__Alıştırma görevi 1__: Mirasçıların belirlenmesiyle ilgili metne göre kanuni mirasçılar genellikle kimlerdir?
-----
MİRASÇILARIN BELİRLENMESİ
Mirasçıların belirlenmesi, bir kişinin ölümü durumunda malvarlığının dağılımında önemli bir faktördür. Mirasçıların belirlenmesi, ülkenin yerel yasal düzenlemelere göre farklılık gösterebilir. Genel olarak, aşağıdaki faktörler mirasçıların belirlenmesinde rol oynar:
- Kanuni Mirasçılar: Birçok ülkede, miras bırakanın kanuni mirasçıları yasal olarak belirlenmiştir. Kanuni mirasçılar, genellikle miras bırakanın yakın akrabalarıdır ve yasal olarak mirasçı olma hakları vardır. Bu kategoride eş, çocuklar, torunlar, anne-baba ve kardeşler gibi kişiler yer alabilir. Kanuni mirasçılar, mirasın belirli bir yasal düzene göre dağıtılmasını sağlar.
- Vasiyetname: Miras bırakan, vasiyetname düzenleyerek mirasın dağılımını belirleyebilir. Vasiyetnamede miras bırakanın isteklerine göre mirasçılar belirlenebilir. Bu durumda, vasiyetnamede belirtilen kişiler mirasçı olur ve mirasın dağılımı bu şekilde gerçekleşir. Vasiyetname, mirasçıların belirlenmesinde büyük bir etkiye sahip olabilir, ancak bazı ülkelerde belirli yasal sınırlamalar vardır ve bazı mirasçılar korunabilir.
-----
__Alıştırma görevi 2__: Kayıtlarda "each" sözcüğünün geçtiği satırların sayısını belirtin. Yalnızca sayıyı yazın.

__Verilen malzeme__:
-----
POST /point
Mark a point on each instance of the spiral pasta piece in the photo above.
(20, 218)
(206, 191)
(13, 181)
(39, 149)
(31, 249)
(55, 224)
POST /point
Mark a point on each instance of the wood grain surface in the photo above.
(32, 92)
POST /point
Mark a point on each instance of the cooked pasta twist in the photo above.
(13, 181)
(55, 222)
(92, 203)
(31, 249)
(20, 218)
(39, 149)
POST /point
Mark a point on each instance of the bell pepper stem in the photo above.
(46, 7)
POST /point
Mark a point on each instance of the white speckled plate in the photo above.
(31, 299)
-----
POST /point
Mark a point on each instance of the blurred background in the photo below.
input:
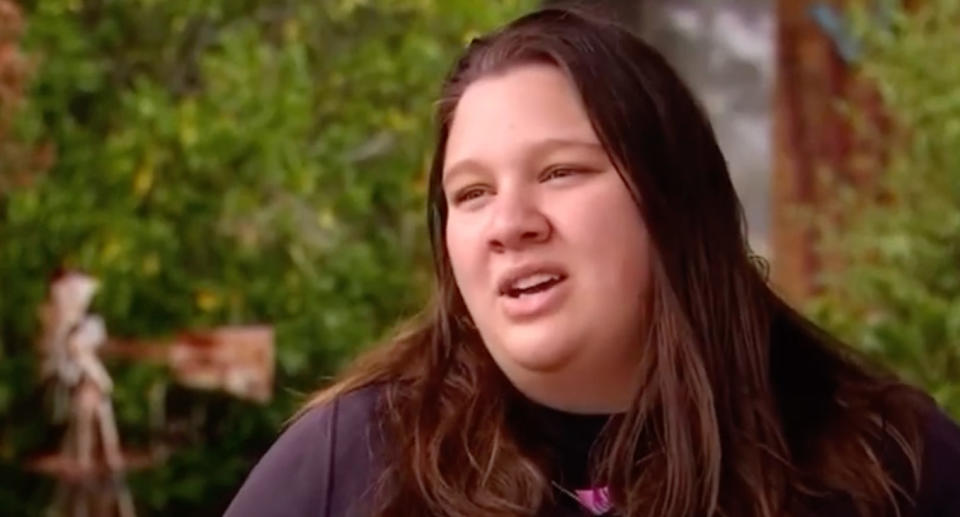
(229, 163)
-----
__Yanıt 1__: Genellikle miras bırakanın yakın akrabalarıdır.

__Yanıt 2__: 6